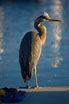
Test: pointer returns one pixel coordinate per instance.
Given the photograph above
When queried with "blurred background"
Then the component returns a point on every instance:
(16, 18)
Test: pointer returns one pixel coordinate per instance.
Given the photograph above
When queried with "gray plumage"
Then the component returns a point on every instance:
(29, 53)
(31, 46)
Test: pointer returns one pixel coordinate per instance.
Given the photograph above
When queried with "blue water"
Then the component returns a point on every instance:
(18, 18)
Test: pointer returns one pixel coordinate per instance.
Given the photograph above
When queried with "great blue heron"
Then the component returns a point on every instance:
(31, 47)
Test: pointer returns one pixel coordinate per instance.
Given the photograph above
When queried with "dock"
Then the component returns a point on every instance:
(46, 95)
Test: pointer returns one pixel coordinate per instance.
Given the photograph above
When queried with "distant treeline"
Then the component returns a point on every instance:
(22, 0)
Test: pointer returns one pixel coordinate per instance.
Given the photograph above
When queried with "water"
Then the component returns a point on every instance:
(18, 18)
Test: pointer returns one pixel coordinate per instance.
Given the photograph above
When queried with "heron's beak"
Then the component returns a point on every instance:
(54, 20)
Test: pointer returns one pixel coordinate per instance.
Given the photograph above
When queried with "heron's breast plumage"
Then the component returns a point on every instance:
(30, 49)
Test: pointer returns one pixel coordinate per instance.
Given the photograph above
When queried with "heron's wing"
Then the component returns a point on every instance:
(30, 49)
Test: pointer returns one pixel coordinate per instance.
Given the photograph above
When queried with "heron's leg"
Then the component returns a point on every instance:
(35, 77)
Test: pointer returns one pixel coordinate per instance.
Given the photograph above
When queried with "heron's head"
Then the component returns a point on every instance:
(46, 18)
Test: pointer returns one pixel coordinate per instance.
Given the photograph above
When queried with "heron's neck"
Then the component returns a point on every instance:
(42, 32)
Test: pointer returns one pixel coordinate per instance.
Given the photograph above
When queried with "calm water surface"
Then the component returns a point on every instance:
(18, 18)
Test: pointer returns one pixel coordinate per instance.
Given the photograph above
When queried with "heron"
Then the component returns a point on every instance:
(31, 48)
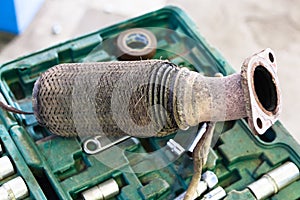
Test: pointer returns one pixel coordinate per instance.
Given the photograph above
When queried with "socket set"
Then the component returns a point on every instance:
(45, 166)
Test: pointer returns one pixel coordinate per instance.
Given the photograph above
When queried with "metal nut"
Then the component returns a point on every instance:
(210, 178)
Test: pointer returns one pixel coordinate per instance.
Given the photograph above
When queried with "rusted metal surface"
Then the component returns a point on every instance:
(152, 98)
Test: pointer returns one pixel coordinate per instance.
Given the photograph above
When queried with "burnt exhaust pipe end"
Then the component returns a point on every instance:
(261, 91)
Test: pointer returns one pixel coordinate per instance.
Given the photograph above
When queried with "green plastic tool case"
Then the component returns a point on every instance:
(57, 168)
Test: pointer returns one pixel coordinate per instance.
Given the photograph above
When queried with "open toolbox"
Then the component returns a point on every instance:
(55, 167)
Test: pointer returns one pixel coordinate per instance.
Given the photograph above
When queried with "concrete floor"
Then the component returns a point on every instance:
(237, 29)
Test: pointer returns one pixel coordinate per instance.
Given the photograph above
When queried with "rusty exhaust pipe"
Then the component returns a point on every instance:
(153, 97)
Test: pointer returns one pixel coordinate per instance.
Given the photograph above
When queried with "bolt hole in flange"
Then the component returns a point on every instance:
(259, 123)
(268, 136)
(265, 88)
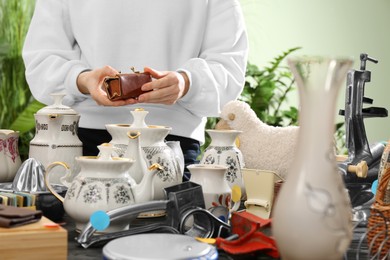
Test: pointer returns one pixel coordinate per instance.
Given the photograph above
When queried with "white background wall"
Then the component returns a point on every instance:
(331, 27)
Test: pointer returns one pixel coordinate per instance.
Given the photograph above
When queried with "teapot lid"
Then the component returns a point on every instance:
(57, 107)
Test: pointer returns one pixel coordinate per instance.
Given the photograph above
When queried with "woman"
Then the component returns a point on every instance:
(195, 50)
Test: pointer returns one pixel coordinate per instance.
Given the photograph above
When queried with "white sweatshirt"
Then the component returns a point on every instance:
(204, 38)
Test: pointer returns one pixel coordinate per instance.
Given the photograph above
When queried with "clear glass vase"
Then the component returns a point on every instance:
(312, 217)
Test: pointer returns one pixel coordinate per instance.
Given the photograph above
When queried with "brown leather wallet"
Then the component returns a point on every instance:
(124, 86)
(11, 216)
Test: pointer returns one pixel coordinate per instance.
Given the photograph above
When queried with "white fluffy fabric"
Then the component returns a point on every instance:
(263, 146)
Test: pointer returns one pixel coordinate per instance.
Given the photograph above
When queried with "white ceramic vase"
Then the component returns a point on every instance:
(9, 154)
(223, 150)
(312, 218)
(216, 191)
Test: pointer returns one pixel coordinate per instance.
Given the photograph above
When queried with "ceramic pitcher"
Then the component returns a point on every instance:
(224, 151)
(104, 184)
(9, 154)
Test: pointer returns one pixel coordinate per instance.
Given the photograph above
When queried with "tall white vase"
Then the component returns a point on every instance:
(312, 216)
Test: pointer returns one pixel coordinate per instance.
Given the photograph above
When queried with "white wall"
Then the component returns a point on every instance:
(331, 27)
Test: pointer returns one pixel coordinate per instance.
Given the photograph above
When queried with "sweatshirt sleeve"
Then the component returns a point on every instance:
(218, 74)
(51, 55)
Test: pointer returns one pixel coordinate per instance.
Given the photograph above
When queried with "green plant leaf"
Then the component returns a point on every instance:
(26, 120)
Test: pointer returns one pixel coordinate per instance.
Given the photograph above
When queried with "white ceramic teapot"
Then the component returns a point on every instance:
(103, 184)
(154, 150)
(56, 136)
(9, 155)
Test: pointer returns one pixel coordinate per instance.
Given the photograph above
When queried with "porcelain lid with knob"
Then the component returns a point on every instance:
(57, 107)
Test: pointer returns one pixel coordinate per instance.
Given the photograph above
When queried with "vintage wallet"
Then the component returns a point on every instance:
(11, 216)
(124, 86)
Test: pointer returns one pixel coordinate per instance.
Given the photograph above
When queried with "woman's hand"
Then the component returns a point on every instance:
(91, 82)
(168, 87)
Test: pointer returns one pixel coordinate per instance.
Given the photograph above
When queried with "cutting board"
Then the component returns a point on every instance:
(34, 241)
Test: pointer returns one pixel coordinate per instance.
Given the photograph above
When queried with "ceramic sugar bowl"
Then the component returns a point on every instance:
(103, 184)
(56, 136)
(154, 149)
(9, 155)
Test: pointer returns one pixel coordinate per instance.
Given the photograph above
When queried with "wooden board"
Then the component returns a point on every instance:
(34, 241)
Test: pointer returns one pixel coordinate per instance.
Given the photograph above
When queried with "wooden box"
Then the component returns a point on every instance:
(34, 241)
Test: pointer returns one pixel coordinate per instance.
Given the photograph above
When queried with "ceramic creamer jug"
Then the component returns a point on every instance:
(9, 154)
(216, 191)
(103, 184)
(154, 150)
(56, 136)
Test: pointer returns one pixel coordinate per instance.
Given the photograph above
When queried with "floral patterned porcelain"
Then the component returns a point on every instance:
(224, 151)
(9, 155)
(104, 184)
(154, 150)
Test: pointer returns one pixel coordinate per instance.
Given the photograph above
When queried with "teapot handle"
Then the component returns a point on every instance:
(62, 179)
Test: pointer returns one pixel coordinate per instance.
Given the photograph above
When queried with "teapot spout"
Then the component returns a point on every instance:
(144, 191)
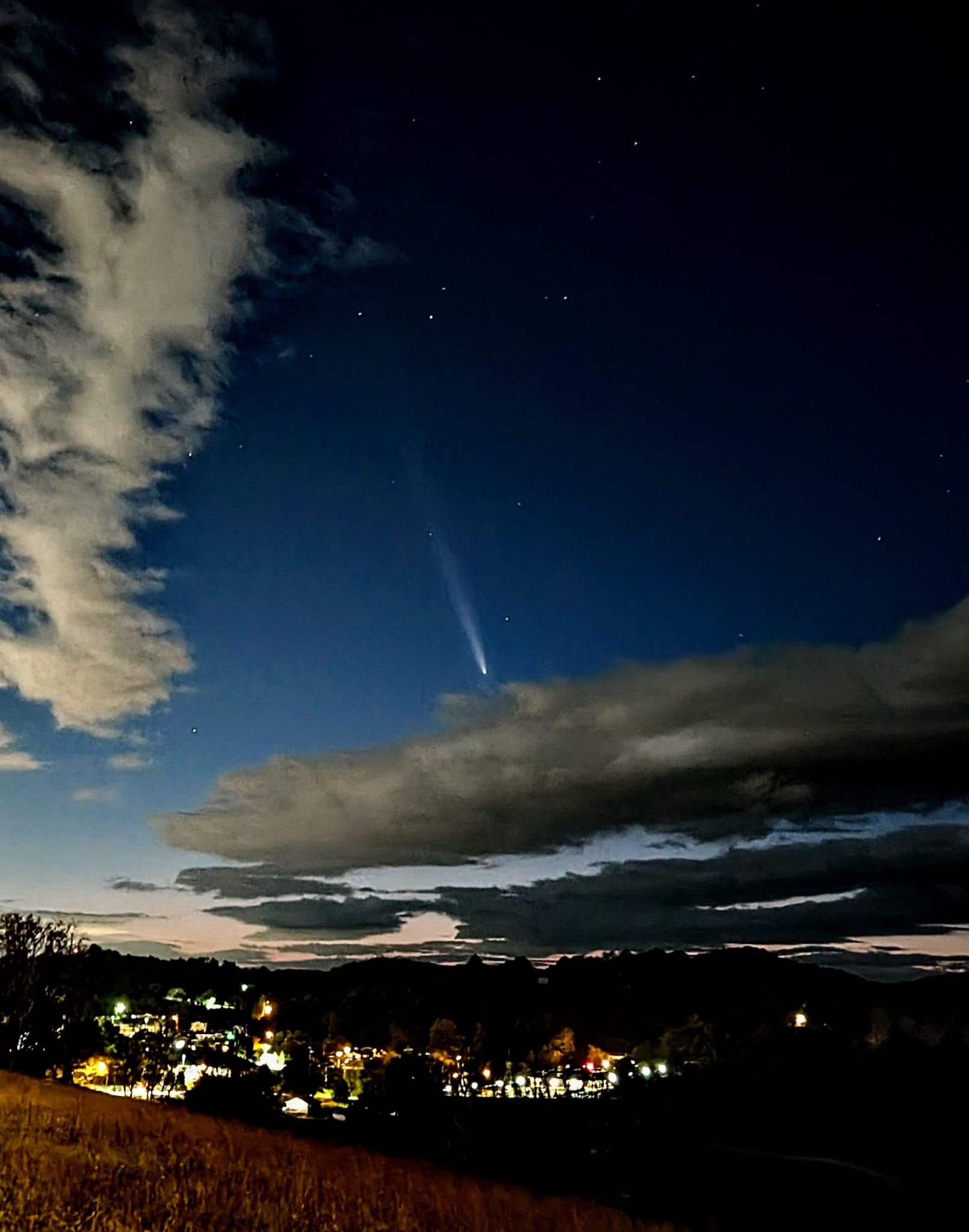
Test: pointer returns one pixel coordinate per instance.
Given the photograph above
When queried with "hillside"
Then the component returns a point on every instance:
(73, 1160)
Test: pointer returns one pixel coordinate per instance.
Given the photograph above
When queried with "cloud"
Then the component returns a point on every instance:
(96, 796)
(817, 895)
(258, 882)
(135, 887)
(367, 916)
(129, 244)
(911, 881)
(717, 747)
(14, 759)
(130, 762)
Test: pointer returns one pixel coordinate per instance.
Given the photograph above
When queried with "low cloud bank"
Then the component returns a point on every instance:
(714, 747)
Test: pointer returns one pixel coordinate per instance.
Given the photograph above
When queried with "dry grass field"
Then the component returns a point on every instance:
(74, 1160)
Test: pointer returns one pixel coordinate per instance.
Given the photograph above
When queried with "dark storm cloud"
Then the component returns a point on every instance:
(910, 881)
(342, 918)
(711, 747)
(259, 882)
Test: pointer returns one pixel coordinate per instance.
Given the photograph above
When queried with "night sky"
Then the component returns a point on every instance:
(349, 350)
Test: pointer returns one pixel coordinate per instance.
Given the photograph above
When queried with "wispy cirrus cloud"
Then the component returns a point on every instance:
(129, 237)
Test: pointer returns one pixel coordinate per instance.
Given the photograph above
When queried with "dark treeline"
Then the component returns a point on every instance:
(766, 1056)
(728, 1007)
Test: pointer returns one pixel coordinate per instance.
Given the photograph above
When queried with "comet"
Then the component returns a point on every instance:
(454, 581)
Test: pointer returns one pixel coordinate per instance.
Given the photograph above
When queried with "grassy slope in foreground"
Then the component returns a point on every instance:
(73, 1160)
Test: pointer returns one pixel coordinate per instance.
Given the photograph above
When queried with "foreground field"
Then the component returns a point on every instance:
(73, 1160)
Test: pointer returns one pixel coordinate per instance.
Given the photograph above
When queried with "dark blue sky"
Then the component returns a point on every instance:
(676, 322)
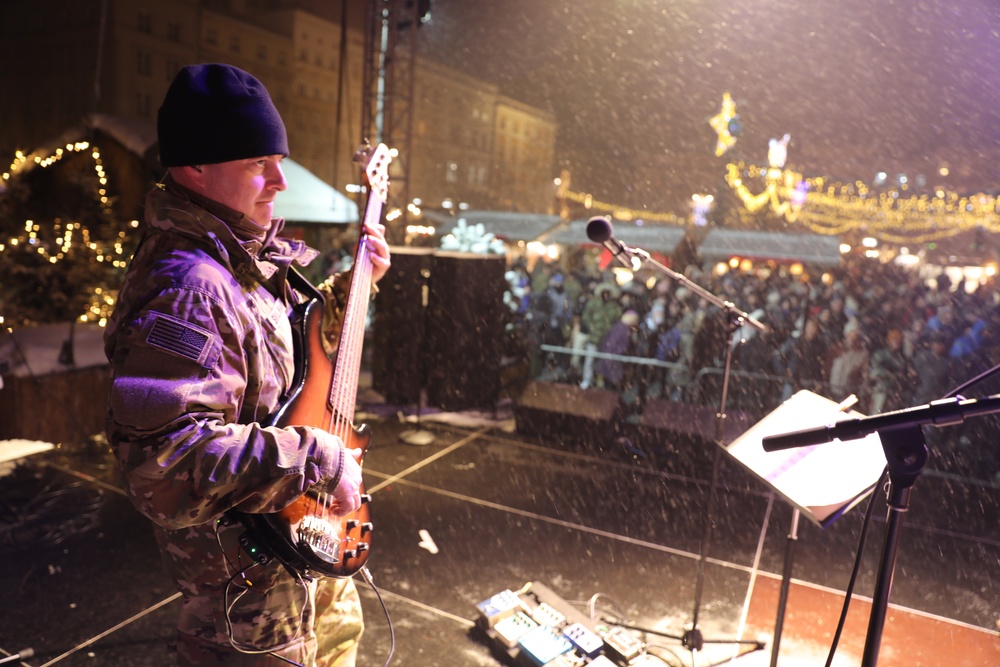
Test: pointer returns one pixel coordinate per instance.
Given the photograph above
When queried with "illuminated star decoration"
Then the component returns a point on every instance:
(726, 124)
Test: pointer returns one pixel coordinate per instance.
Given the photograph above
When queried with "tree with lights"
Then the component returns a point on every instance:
(61, 244)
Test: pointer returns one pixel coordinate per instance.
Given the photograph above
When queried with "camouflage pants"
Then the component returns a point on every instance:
(332, 643)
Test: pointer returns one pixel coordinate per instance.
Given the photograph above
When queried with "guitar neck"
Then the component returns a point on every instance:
(348, 361)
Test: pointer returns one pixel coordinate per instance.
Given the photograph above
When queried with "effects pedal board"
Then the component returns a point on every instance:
(534, 627)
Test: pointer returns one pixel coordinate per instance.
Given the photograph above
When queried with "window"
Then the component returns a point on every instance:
(143, 104)
(143, 63)
(172, 67)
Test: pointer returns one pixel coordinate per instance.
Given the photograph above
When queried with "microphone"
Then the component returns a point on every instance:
(23, 654)
(945, 412)
(599, 230)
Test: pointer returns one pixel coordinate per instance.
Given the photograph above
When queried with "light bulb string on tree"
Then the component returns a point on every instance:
(66, 238)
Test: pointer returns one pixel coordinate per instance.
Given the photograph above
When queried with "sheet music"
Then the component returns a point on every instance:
(823, 481)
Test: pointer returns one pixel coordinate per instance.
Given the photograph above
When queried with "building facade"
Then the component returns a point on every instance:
(471, 145)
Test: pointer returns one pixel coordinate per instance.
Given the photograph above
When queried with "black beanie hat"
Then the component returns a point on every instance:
(217, 113)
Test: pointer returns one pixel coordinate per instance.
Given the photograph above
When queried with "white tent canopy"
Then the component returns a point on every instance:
(817, 249)
(310, 200)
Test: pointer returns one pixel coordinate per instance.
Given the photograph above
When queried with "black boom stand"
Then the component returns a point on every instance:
(599, 229)
(906, 454)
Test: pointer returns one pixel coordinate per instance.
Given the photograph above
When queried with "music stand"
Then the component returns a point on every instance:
(822, 481)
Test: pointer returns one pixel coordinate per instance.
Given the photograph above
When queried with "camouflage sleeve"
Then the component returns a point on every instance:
(181, 378)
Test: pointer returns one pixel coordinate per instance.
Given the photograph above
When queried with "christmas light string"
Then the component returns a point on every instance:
(65, 236)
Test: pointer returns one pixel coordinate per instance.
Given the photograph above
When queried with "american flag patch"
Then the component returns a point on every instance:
(178, 337)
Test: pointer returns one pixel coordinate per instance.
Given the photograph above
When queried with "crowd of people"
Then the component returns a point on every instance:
(875, 331)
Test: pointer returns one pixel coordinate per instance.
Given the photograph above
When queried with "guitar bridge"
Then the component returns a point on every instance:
(321, 537)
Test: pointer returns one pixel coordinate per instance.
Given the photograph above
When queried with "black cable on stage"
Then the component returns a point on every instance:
(857, 567)
(38, 511)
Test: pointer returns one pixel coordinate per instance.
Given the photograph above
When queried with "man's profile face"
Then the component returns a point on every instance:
(247, 186)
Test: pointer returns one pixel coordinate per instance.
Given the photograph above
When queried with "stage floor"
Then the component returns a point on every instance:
(481, 509)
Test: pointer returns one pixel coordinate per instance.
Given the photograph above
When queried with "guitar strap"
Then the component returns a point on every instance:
(303, 286)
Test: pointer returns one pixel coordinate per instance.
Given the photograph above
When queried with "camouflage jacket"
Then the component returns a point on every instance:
(200, 347)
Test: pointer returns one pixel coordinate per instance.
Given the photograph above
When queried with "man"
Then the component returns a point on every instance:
(201, 351)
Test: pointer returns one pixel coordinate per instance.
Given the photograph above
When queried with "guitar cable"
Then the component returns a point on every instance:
(367, 576)
(259, 558)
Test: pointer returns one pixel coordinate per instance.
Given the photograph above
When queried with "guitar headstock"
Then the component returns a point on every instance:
(375, 162)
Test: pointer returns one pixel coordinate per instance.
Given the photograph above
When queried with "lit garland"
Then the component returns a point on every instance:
(837, 208)
(64, 236)
(620, 212)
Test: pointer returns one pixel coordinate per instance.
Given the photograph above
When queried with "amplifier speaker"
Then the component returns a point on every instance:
(464, 331)
(569, 415)
(399, 327)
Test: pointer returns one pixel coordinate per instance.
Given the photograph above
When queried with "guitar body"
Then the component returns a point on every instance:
(306, 535)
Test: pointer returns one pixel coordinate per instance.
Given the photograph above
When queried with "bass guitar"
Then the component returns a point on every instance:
(308, 536)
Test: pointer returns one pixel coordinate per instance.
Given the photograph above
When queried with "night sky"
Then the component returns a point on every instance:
(862, 86)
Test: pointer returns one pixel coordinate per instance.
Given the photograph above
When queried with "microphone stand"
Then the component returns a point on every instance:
(906, 454)
(692, 639)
────────────────────
> EXERCISE DESCRIPTION: Only a number is wanted here: the count of lines in the data that contain the string "camouflage".

> RESULT FOR THIS TASK: 3